March 21, 2022
Retirement + Charity

by Lauren A. Jenkins, Partner at Offit Kurman, P.A.

The pandemic era is sometimes referred to as “The Great Resignation” because of the large number of people who have exited the workforce in the last couple of years. Some are referring to this period as the Great Retirement, considering that, as Goldman Sachs estimated, more than half of the people leaving the workforce were over the age of 55.

While certainly the shrinking workforce can present unique challenges for the economy, there may be a silver lining for charitable giving. More retirement means more money in motion, from 401(k)s rolling over into IRAs, to retirees being motivated to ensure that their financial and estate plans are in good shape. In any case, there’s opportunity and the ability to fund a client’s charitable priorities.


With all this in mind, it’s a great time to review the various ways your clients can gift retirement assets to charitable organizations, to not only maximize their tax benefits, but to also support the causes they are passionate about. Here’s a quick checklist:

  • Cashing out. Of course, a client can always contribute retirement assets (IRAs, 401(k)s and 403(b)s) by simply cashing them out and paying the income tax, and then donating the rest to charity. In most cases, this is not a good tax strategy because the client is paying the income tax.

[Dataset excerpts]
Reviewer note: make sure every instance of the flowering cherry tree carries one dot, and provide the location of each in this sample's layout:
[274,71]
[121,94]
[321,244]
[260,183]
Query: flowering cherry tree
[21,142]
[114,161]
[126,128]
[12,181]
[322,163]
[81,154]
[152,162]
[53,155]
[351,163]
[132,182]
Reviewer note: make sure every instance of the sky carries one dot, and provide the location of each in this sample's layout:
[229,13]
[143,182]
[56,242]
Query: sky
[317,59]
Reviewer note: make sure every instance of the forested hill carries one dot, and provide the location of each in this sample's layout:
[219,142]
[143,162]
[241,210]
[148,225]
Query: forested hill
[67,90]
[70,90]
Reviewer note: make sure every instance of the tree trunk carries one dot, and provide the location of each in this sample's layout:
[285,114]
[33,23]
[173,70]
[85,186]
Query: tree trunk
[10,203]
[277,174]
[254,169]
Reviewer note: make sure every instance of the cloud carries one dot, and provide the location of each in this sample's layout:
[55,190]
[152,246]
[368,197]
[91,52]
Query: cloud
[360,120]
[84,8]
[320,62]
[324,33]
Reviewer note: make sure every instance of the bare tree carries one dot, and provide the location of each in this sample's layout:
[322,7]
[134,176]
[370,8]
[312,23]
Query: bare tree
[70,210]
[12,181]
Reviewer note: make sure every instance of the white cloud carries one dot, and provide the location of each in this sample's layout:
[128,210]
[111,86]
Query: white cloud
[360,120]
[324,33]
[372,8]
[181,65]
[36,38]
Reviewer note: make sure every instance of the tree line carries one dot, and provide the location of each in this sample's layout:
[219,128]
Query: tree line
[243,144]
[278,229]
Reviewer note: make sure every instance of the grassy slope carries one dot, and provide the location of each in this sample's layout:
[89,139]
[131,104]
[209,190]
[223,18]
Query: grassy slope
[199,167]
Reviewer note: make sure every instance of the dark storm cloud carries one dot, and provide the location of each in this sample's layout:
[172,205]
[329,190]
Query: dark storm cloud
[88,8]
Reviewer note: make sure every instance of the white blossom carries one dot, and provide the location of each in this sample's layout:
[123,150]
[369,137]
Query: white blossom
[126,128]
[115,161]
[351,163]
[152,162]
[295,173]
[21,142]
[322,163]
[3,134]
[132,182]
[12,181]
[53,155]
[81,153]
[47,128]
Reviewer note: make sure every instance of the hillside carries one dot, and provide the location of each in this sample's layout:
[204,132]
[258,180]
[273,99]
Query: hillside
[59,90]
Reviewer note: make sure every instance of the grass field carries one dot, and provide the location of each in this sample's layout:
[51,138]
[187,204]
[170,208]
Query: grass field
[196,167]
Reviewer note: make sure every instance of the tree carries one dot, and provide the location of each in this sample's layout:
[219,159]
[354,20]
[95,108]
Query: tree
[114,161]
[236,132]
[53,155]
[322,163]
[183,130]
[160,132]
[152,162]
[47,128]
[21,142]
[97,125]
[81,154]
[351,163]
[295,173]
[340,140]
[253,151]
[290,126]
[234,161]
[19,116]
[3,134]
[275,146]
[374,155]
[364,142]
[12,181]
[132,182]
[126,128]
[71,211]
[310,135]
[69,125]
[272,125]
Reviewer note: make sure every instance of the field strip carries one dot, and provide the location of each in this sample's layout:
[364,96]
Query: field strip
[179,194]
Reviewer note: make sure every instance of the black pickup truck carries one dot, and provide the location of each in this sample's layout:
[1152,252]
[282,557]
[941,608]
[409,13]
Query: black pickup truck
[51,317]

▸ Things to do
1 – Answer these questions about the article on retirement and charitable giving:
(a) Which firm estimated that more than half of the people leaving the workforce were over 55?
(b) What other name besides "The Great Resignation" does the article give this period?
(c) What reason does the article give for why cashing out is usually not a good tax strategy?
2 – How would you render this sentence from the article on retirement and charitable giving in Spanish: "More retirement means more money in motion, from 401(k)s rolling over into IRAs, to retirees being motivated to ensure that their financial and estate plans are in good shape."
3 – Extend the article on retirement and charitable giving from the point where it stops.

▸ Expected results
1 –
(a) Goldman Sachs
(b) The Great Retirement
(c) The client is paying the income tax.

2 – Más jubilaciones significan más dinero en movimiento, desde planes 401(k) que se transfieren a cuentas IRA hasta jubilados motivados a asegurarse de que sus planes financieros y patrimoniales estén en buen estado.

3 –
  • Lifetime gifts. The Internal Revenue Code contains special provisions for “Qualified Charitable Distributions” that may allow your client who is over 70.5 years old to give up to $100,000 from an IRA directly to a charity (with some exclusions, such as donor advised funds) and avoid paying income taxes on the distribution.
  • Gifts upon death. Frequently, clients who donate to charitable organizations on an annual basis have not considered including charitable gifts as part of their estate plan. When your client designates a charitable organization, such as a fund at the Community Foundation or another 501c3 charitable organization, as the beneficiary of the client’s retirement plans, the client can potentially reap huge tax rewards in terms of avoiding estate taxes and income taxes attributable to the retirement assets. If the client is charitably inclined, retirement plans are one of the best asset classes to leave to charitable organizations because unlike our loved ones, charitable organizations are not subject to income tax. Estate planning with a charitable component is also a great avenue for clients to leave a legacy of philanthropy behind for themselves and their families.
  • Avoid “gotchas.” Remember that some clients may not stay retired. Going back into the workforce presents unique challenges, such as the tax implications of “rehiring” and its impact on Qualified Charitable Distributions and taxable income.
Having a planned giving strategy for your clients during this season of retirement can be a great financial, charitable, and purposeful opportunity—especially during the volatility and uncertainty of the coming years.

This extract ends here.